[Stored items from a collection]
━━━━━━━━━━
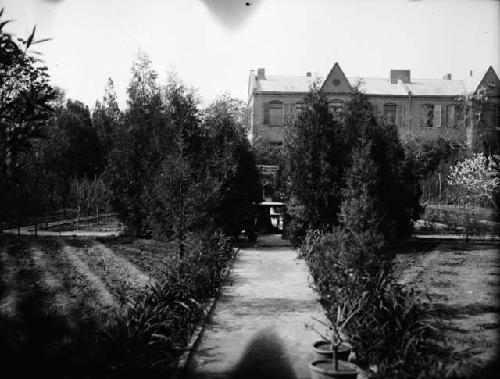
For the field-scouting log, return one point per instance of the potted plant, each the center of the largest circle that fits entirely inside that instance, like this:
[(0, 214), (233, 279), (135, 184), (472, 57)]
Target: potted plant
[(325, 348), (337, 367)]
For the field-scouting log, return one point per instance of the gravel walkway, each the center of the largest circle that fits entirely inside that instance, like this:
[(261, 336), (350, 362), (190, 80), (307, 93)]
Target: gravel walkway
[(258, 328)]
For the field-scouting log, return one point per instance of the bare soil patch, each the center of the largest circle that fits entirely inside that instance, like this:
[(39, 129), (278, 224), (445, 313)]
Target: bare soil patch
[(56, 294), (461, 281)]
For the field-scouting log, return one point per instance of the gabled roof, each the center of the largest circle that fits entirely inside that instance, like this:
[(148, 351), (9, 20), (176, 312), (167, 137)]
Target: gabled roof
[(336, 81), (378, 86)]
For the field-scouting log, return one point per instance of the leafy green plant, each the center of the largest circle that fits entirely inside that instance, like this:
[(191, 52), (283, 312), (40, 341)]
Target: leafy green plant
[(151, 331)]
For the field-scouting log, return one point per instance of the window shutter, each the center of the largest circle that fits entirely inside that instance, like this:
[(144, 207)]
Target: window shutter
[(444, 115), (437, 116), (266, 113), (288, 111), (423, 116), (451, 116)]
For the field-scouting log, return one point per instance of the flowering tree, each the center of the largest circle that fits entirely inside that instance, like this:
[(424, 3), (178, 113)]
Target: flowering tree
[(473, 178)]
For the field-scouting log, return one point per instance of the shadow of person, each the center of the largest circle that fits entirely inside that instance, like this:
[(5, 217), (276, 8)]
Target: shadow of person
[(264, 358)]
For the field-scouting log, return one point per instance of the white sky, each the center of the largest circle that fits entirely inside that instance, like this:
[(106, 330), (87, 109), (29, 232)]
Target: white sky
[(212, 44)]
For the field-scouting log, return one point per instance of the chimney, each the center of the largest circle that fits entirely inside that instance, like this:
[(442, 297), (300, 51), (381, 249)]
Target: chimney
[(403, 75)]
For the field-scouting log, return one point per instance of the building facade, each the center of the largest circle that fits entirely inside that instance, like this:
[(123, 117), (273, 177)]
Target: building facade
[(421, 108)]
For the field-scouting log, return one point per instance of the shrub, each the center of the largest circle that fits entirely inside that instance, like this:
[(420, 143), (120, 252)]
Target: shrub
[(149, 333)]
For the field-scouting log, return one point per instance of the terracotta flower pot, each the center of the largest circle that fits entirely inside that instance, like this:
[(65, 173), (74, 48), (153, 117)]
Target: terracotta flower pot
[(325, 369), (323, 350)]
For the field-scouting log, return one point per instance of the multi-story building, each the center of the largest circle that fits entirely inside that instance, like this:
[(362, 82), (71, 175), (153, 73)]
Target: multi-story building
[(421, 108)]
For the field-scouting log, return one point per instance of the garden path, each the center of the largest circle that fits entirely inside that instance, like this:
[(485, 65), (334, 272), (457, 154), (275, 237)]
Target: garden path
[(258, 328)]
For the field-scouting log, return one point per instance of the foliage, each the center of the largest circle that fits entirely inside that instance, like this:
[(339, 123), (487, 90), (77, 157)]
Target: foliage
[(267, 153), (430, 156), (320, 151), (136, 153), (88, 195), (389, 326), (26, 96), (150, 333), (472, 178), (106, 117), (233, 166), (175, 169)]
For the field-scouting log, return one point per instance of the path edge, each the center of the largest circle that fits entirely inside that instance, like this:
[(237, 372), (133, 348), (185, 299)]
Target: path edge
[(195, 338)]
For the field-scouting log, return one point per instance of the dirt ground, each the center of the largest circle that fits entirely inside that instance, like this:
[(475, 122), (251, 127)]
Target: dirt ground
[(461, 281), (55, 294)]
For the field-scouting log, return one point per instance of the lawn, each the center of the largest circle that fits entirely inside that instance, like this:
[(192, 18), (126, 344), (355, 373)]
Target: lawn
[(461, 281), (56, 294)]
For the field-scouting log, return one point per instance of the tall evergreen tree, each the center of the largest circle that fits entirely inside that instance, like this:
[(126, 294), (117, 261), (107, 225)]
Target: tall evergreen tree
[(315, 149), (232, 165), (106, 118), (136, 154)]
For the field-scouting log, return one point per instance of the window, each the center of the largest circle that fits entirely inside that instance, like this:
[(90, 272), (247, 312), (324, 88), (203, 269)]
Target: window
[(276, 113), (428, 115), (336, 106), (450, 116), (390, 113), (299, 106)]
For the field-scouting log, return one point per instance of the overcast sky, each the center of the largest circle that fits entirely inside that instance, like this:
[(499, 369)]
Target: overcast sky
[(212, 44)]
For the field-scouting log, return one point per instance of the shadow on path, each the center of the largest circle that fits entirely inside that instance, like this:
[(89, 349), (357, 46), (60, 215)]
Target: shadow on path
[(264, 358)]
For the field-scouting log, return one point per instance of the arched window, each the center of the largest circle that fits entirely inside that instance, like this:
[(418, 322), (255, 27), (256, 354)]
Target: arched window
[(336, 106), (428, 115), (390, 113), (276, 112), (299, 105)]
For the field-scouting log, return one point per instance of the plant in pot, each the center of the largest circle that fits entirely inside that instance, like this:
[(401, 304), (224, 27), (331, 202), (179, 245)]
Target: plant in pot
[(337, 367), (325, 348)]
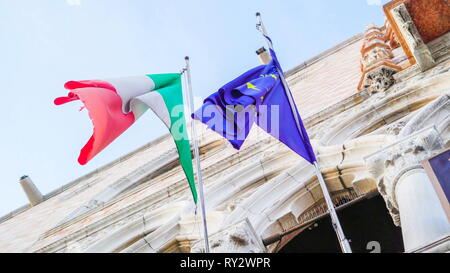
━━━━━━━━━━
[TASK DIRECTIONS] Transcribe all of the records word for word, omitting the pictures from your answer.

[ANSWER FOR THE TASK]
For the field-scouting log, return one point per instance of the potted plant, each the center of the largest circle that fits entirely inside that instance, like this:
[(0, 214), (233, 279), (135, 184), (472, 57)]
Target: potted plant
[(325, 348), (337, 367)]
For the field-scouting log, return one point per instance of the gravel walkway, each the center of the largest circle that fits entirely inside that instance, like this:
[(261, 336), (350, 362), (190, 80), (307, 93)]
Target: gravel walkway
[(258, 328)]
For the field-scouting log, return one point per instance of the bare soil patch, each the center of the largest circle that fits entirely inside that instance, like this:
[(39, 129), (278, 224), (445, 313)]
Target: bare soil patch
[(56, 294), (461, 281)]
For the field-scouting log, return one point per instance of the gabled roof, each the center of the largest circle that fits entirely inside that instance, like this:
[(148, 351), (9, 20), (176, 312), (167, 137)]
Target: gabled roof
[(336, 81), (378, 86)]
For the field-scouting log, return one point per instance of the leafy green plant, each the center of the largest circle that fits entirely inside that instance, like this:
[(191, 52), (283, 312), (40, 341)]
Target: leafy green plant
[(151, 331)]
For the field-scouting log, return one point per instance of the window shutter, each the center of the largest circle that fits entirely inside that instance, like this:
[(144, 207)]
Target: window shutter
[(444, 115), (437, 116), (266, 113), (288, 111), (423, 116), (451, 116)]
For the field-scouting log, return one point per instance of the flowering tree, each the center of the largest circle that fits entirely inside that instance, like this:
[(424, 3), (178, 113)]
Target: flowering tree
[(473, 178)]
For the field-scouting log, return one point per instance of the shadow of person, each the center of the largest circle that fits entirely inside that instance, like this:
[(5, 217), (276, 8)]
Target: shadow of person
[(264, 358)]
For the field-scouting log, return one point per instance of the white sky, each the center of the largest circle that fits entirely inside that instance, like this:
[(106, 330), (87, 109), (29, 232)]
Target: white sky
[(212, 44)]
For the field-scouting log, return one point per instance of the chimney, each the center of the largest circle that fits entirely inside that instance, like this:
[(442, 297), (300, 51), (381, 249)]
Target: chimney
[(403, 75)]
For the field-scouting log, return one point per instance of the building facade, each the center of the largest circle that fits entirely inside that instance, like this:
[(123, 117), (273, 177)]
Target: building facade
[(421, 108)]
For the field-scouting log, return one point per instance of the shrub, each the center of the largest circle that fits entirely inside that instance, like this:
[(420, 143), (120, 252)]
Target: shrub
[(149, 333)]
For the field-scouting log, return one point per instance of the terracotta flower pot, each the center of the largest circle that fits entirely inside that instance, like this:
[(65, 173), (74, 48), (153, 117)]
Target: terracotta flower pot
[(325, 369), (323, 350)]
For the field-scouting log, return one point per instance of the multi-story building, each the center of the largest circle that fits entirely inside that instance, like this:
[(362, 82), (71, 175), (153, 73)]
Target: multi-story building
[(421, 108)]
For the field-scouting log, return one point per instance of the garden path, each the center of the largest circle that fits entirely inside that instance, like this:
[(485, 65), (334, 272), (457, 154), (275, 237)]
Target: garden path
[(258, 328)]
For the field-scouting log, return one point per instance of the foliage, each the center of the largest circle that fits entirely inside that instance, like this:
[(339, 123), (487, 90), (77, 157)]
Target: foliage
[(267, 153), (430, 156), (320, 151), (136, 153), (88, 195), (389, 326), (26, 96), (150, 333), (472, 178), (106, 117), (233, 166), (175, 169)]
For the field-scouting log, return one point per instance of the path edge, each the center of the largest circle that fits entirely inside that instance, like this:
[(237, 372), (133, 348), (185, 299)]
Target: path edge
[(195, 338)]
For the field-scouting log, return one point per instance of the dirt ground, each the center of the largest circle that fits entirely inside that instance, like this:
[(475, 122), (251, 127)]
Target: dirt ground
[(461, 281), (55, 294)]
For the field-scouting log, return one point per instance of the lawn, each the center of the largest circle that fits entirely inside that instance, like this:
[(192, 18), (126, 344), (355, 373)]
Target: lawn
[(461, 281), (56, 294)]
For the field-scouting log, return one point per instance of the tall evergreen tree, each the center of the largest circle that fits entirely inside that instance, like this:
[(126, 294), (117, 261), (107, 225)]
Target: tall evergreen tree
[(315, 149), (232, 165), (106, 118), (136, 154)]
For the field-scouting log, return one point per instance of the window, each the center of the largest circle that fits entirely inside that instance, like this:
[(90, 272), (247, 312), (324, 88), (203, 269)]
Target: window
[(276, 113), (428, 115), (336, 106), (450, 116), (390, 113), (299, 106)]
For the field-scouting log, return one point per instance of the overcast sky, each the center of the largest circle that fits entirely inside that instance, like this:
[(499, 369)]
Target: overcast sky
[(212, 44)]
For the field-scouting log, return one point per instance of the shadow on path, each the center of the largest circle that fits entirely inside that instance, like this:
[(89, 349), (357, 46), (60, 215)]
Target: shadow on path
[(264, 358)]
For the field-scouting log, return one point per instance of the arched window, each the center of the largest circle that fits entirely inside that instance, like this:
[(418, 322), (255, 27), (256, 354)]
Target: arched window
[(336, 106), (428, 115), (390, 113), (276, 112), (299, 105)]
For the field-scouting log, return one point per instance of the plant in pot, each the center of the largest circle that fits entirely inside that instance, like this:
[(401, 304), (224, 27), (331, 202), (179, 245)]
Target: plant in pot
[(337, 367), (325, 348)]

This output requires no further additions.